**Work to complete**
Gather each line from the rows below that contains the word "part". Case matters.

**Records shown**
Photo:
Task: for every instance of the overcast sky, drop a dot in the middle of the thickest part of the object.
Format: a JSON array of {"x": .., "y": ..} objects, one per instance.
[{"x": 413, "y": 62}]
--
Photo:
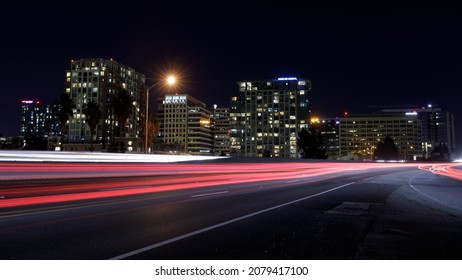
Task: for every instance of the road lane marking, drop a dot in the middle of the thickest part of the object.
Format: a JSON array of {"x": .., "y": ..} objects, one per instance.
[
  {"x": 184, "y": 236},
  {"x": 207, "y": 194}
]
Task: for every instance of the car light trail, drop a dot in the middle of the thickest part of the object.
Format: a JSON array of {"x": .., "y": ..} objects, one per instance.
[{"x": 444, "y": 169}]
* * *
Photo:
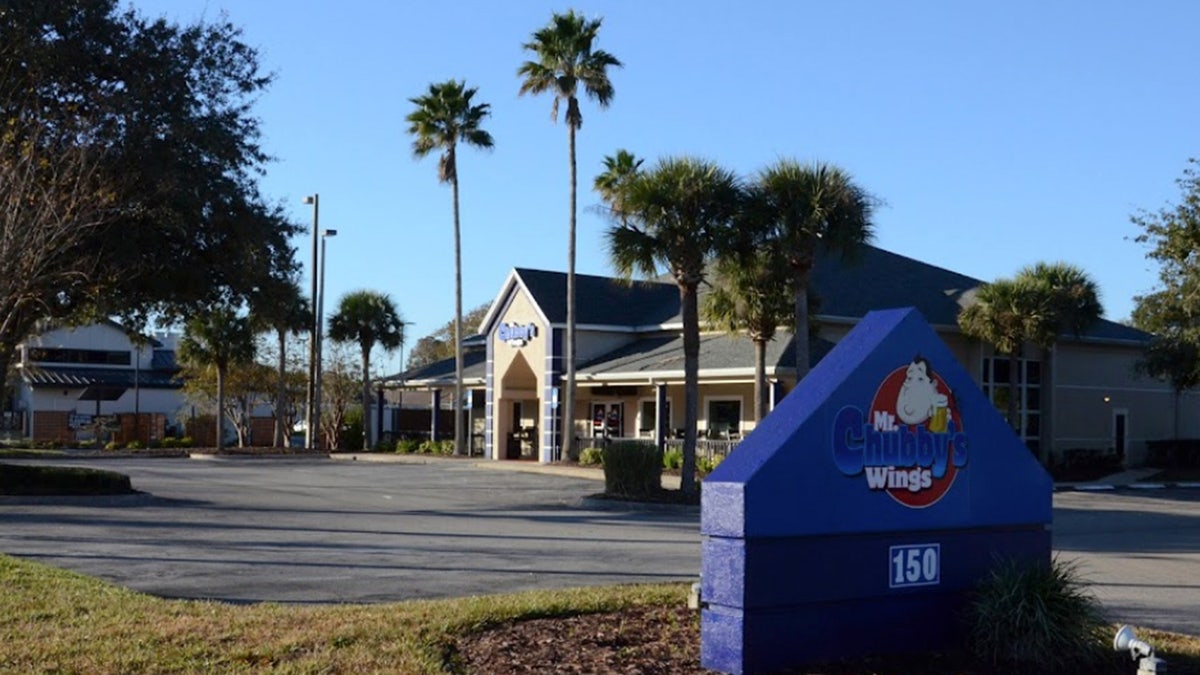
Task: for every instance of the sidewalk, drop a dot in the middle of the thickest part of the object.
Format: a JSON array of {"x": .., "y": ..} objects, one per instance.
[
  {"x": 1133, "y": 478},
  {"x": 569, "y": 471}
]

**Output for this task**
Task: for every instance of the overcast sky, drop a dot in the middle of the thickest part of the object.
Task: for every instance of the road lane marking, drop a dot in the middle of the thickest part of the object.
Task: for every instance of the car light trail, drop a dot in the middle of the thickest part of the object.
Task: for every instance of the sidewalk, drop a dot in the middle of the thickest part of the object.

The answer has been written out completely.